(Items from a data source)
^^^^^^^^^^^^^^^^

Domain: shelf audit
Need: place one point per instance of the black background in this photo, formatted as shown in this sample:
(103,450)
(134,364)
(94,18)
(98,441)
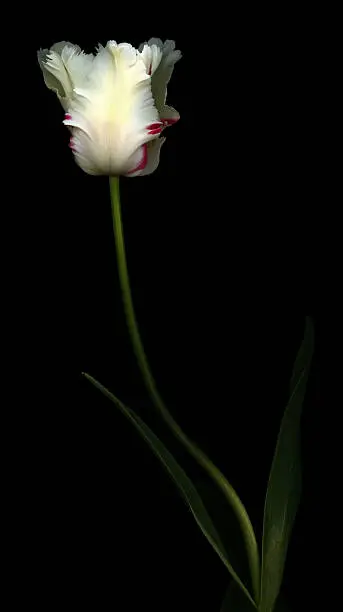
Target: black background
(223,247)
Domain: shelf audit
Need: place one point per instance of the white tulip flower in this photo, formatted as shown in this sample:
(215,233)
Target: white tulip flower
(114,102)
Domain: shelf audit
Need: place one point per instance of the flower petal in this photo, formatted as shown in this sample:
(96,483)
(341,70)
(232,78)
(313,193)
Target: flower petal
(151,55)
(162,74)
(112,111)
(153,150)
(64,67)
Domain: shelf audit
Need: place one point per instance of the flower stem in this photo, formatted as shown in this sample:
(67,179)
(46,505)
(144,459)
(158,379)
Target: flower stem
(228,491)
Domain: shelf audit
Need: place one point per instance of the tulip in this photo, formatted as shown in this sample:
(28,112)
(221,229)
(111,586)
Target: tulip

^^^^^^^^^^^^^^^^

→ **Task requirements**: Gather every line in the records above that contains the string "tulip". Case counts, so match capitalization.

→ **Output of the exercise**:
Need: place one point per instance of the white tulip flower in this photo, formatted as shown in this sample:
Target: white tulip flower
Need: place one point per instance of the tulip in this photo, formatted as shown in this sample:
Target: tulip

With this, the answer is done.